#### To be done:
Replace "green" with "dark green" in the lines starting with the line that contains "Can you see the concrete" and going on through the end of the records, and give back only those lines with everything else unchanged.
━━ Source data ━━
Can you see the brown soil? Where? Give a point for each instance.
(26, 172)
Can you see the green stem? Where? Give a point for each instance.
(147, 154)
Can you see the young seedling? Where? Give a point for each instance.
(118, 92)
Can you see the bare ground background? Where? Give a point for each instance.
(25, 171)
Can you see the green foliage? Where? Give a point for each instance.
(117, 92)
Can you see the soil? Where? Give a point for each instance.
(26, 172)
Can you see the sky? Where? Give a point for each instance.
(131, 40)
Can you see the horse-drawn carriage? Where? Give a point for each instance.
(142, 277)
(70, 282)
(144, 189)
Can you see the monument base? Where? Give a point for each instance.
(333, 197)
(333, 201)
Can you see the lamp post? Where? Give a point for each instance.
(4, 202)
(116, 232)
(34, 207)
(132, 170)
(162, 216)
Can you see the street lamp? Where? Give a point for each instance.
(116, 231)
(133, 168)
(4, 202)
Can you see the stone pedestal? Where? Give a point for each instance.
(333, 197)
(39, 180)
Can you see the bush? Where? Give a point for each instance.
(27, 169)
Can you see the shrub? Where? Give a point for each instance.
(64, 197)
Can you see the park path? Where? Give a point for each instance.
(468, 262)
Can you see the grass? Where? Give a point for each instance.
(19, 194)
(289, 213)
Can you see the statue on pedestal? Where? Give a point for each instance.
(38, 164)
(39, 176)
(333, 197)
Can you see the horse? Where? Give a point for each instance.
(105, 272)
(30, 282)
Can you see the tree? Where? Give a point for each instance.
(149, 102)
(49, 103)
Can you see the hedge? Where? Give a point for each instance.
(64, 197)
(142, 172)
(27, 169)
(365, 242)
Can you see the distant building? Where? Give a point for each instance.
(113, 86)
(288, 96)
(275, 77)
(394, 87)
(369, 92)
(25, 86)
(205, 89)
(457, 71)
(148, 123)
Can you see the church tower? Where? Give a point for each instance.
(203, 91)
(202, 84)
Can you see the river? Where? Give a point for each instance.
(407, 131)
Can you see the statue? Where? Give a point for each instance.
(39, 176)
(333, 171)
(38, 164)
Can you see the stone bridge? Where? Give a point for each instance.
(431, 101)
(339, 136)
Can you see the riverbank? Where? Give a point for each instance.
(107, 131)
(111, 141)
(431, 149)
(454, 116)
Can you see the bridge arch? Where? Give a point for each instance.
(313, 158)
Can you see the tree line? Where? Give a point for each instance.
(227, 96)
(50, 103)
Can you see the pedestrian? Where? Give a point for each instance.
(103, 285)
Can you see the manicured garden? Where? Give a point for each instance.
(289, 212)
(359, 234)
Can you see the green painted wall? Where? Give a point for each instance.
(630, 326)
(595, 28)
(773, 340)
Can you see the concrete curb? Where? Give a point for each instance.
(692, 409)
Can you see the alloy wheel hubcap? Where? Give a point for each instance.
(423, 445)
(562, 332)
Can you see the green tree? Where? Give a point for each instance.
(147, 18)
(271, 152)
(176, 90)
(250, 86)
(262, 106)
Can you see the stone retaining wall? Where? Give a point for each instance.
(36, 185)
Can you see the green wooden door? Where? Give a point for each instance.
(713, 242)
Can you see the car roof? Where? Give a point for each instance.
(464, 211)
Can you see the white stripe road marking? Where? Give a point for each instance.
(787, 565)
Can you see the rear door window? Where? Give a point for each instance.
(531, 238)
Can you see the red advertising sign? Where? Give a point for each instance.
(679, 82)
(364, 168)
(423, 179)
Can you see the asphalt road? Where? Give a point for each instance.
━━━
#### Written solution:
Can you see the concrete curb? Where? Give a point for each instance.
(692, 409)
Can you see the alloy wheel hubcap? Where? Give a point for each instance.
(423, 445)
(562, 332)
Can you see the dark green tree? Where? Give a point for each instance.
(147, 18)
(271, 152)
(176, 90)
(250, 86)
(262, 106)
Can you see the stone retaining wall? Where? Give a point for each instance.
(36, 185)
Can you see the dark green wooden door? Where? Give a point for each instance.
(713, 242)
Can you see the car roof? Where? Give a point for each instance.
(464, 211)
Can you see the white stripe road marking? Where? Give a point for each instance.
(787, 565)
Can you see the rear door window? Where? Give a point for each instance.
(531, 238)
Can you see the red advertising sign? Where? Give a point for each instance.
(679, 82)
(364, 168)
(423, 179)
Can you see the asphalt road? Where? Give a point for each instance.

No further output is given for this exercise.